Barangkali di situ ada melesep satu mata-mata dari Sing Khi Hwee, sebab dua hari kemudian ketika beberapa banyak utusan rame-rame pergi ke Betawi, di satu hotel Belanda di Molenvliet, di mana kita orang tinggal, mendadak di hadepan orang banyak tuan Lim Tjhiu Kui nyataken gusarnya tentang ini perkara pada tuan Kwee Khay Khee (Hoo Hap), yang tidak bersiap, hingga menyangkal saja. Itu semua kasengitan kliaian ada lantaran pertentangan antara Hoo Hap dan Sing Khi, sebab lebih dulu saya sudah menyataken pada tuan Lim Tjhiu Kui dengan terus-terang bahwa saya anggap itu vergadering kurang beres, tapi ia sama-sekali tidak jadi kurang-seneng.

Luitenant Tan Tjin Bok, directeur Perniagaan di Betawi, yang kuatir itu dua pihak nanti saling cakar satu pada lain, lalu ajak semuanya kunjungin Poo Liang Kiok di Gunung Sahari, tempat pendidikan anak perempuan Tionghoa miskin, hingga percekcokan tadi jadi brenti sendiri.

Salaen tuan Lim Tjhiu Kui yang hanya bicara buat kapalaken vergadering dan tuan Tjoa King Hien yang menggerembeng lantaran didorong ke samping, adalah tuan The Kian Sing yang pidato panjang lebar tentang locale raden, barangkali lantaran di Surabaya ia sudah terkena pengarunya gemeente-politik dari partinya Baars dan Sneevliet. Malemnya di Hotel Expresse saya menyataken pada tuan The Kian Sing bahwa saya tidak bisa setuju dengan ia punya haluan buat ambil bagian dalam gemeente-politik sebab itu semua ada hubungannya sama urusan onderdaanschap Belanda yang nanti bisa melibet lebih jauh.

Tuan The Kian Sing sangkal ini alesan dan kita bicaraken sampai lewat jam dua malam.

Akhirnya tuan The Kian Sing kata, ia nanti mau tanya pada advocaatnya. Antara lain lain saya bilang lagi, advocaat Belanda tidak bisa mengerti politik Tionghoa.

Sementara itu tuan Gan See Han turut campur bicara, ia pun mau minta „kiesvereeniging“ pada pemerintah Hindia. Saya terangken bahwa pemerintah tidak bisa kasih „kiesvereeniging“, hanya paling banyak bisa kasih „kiesrecht“. Seperti pauvreté sebabnya armude.

Tuan Gan See Han lalu somprot pada saya dengan bilang, bahwa saya tidak tahu satu nol tentang urusan politik. Lantaran kliwat mengantuk, maka saya lalu masuk tidur.

Pada pertengahan bulan November 1917, Chineesche Officieren Bond telah bikin satu conferentie di Bandung guna majuken candidaat buat lid Volksraad.

DATA TERSIMPAN =
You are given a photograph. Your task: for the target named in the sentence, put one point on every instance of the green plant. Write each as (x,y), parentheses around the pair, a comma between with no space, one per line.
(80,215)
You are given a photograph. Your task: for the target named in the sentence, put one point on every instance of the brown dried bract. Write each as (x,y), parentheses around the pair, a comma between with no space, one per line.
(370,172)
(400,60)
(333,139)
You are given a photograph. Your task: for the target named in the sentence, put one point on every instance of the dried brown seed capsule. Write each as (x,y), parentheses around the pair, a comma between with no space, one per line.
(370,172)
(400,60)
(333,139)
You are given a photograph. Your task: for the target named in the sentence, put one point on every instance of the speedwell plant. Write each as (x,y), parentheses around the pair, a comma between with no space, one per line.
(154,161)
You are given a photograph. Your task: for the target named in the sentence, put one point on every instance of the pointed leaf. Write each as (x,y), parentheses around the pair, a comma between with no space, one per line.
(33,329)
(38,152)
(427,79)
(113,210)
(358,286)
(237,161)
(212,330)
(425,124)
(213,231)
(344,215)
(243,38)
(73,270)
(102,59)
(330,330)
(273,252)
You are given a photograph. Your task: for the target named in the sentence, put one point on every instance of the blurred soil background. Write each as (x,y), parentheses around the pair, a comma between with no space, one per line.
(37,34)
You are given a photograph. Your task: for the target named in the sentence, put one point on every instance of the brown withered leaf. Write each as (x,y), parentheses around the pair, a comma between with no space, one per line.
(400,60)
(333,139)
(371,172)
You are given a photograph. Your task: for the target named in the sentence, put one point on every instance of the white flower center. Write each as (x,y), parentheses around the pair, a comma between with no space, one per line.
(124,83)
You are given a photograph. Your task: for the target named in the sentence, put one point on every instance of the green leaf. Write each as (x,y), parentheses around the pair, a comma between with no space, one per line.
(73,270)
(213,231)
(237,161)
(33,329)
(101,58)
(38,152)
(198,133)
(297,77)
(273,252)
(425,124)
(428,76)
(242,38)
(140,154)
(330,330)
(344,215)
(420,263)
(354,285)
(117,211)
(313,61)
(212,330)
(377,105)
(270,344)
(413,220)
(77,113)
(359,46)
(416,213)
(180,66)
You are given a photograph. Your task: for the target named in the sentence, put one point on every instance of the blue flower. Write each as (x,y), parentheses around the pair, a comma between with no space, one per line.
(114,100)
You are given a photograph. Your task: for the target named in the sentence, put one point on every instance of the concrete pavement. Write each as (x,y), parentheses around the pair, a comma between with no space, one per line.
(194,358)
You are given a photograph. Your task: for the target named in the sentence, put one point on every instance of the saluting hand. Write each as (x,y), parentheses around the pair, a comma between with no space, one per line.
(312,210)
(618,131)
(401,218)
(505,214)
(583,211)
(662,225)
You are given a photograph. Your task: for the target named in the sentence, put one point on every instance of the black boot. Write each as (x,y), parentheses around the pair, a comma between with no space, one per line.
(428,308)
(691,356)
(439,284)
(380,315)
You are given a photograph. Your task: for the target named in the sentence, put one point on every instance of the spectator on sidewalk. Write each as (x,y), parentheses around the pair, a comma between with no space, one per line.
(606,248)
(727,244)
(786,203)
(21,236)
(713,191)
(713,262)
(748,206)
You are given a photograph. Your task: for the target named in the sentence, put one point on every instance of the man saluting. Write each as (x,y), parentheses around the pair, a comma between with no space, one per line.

==

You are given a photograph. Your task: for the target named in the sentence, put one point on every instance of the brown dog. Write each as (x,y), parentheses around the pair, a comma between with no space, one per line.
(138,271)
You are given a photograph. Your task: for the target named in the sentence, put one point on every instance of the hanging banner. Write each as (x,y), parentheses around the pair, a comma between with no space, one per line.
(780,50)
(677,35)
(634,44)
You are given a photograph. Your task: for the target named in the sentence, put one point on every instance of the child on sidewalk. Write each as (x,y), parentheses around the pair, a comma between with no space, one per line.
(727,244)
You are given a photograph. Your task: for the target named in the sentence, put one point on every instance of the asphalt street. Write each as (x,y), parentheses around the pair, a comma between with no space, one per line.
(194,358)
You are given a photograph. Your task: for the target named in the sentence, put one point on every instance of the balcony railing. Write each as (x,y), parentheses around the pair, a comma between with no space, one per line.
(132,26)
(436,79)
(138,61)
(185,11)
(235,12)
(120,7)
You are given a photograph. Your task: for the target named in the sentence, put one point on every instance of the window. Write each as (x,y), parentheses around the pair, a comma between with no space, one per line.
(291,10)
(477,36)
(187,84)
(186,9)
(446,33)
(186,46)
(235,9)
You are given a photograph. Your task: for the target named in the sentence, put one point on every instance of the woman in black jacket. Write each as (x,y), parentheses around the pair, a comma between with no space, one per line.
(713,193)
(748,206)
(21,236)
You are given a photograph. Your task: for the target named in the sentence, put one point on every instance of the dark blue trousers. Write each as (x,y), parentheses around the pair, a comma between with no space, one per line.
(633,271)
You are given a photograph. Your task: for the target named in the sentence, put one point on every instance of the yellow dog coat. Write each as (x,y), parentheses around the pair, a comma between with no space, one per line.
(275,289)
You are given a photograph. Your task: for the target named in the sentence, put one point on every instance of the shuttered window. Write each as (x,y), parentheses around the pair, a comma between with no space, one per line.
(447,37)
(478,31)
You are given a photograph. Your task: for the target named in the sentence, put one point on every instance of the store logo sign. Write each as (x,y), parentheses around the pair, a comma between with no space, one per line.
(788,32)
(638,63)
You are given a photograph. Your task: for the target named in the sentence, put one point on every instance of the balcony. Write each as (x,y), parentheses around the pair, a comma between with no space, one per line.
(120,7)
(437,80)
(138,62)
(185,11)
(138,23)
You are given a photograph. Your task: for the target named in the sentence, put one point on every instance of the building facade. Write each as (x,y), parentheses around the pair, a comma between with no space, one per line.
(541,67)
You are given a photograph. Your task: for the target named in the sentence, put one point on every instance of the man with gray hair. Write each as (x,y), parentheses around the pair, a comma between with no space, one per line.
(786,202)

YANG HARUS DIKERJAKAN =
a - Sebutkan semua nama orang dalam teks yang disediakan yang didahului kata "tuan", masing-masing satu kali.
b - Tuliskan kembali bagian teks yang disediakan yang dimulai pada kata-kata "Tuan The Kian Sing sangkal" dan berhenti setelah kata-kata "buat lid Volksraad.".

JAWABAN SOAL =
a - Lim Tjhiu Kui, Kwee Khay Khee, Tjoa King Hien, The Kian Sing, Gan See Han

b -
Tuan The Kian Sing sangkal ini alesan dan kita bicaraken sampai lewat jam dua malam.

Akhirnya tuan The Kian Sing kata, ia nanti mau tanya pada advocaatnya. Antara lain lain saya bilang lagi, advocaat Belanda tidak bisa mengerti politik Tionghoa.

Sementara itu tuan Gan See Han turut campur bicara, ia pun mau minta „kiesvereeniging“ pada pemerintah Hindia. Saya terangken bahwa pemerintah tidak bisa kasih „kiesvereeniging“, hanya paling banyak bisa kasih „kiesrecht“. Seperti pauvreté sebabnya armude.

Tuan Gan See Han lalu somprot pada saya dengan bilang, bahwa saya tidak tahu satu nol tentang urusan politik. Lantaran kliwat mengantuk, maka saya lalu masuk tidur.

Pada pertengahan bulan November 1917, Chineesche Officieren Bond telah bikin satu conferentie di Bandung guna majuken candidaat buat lid Volksraad.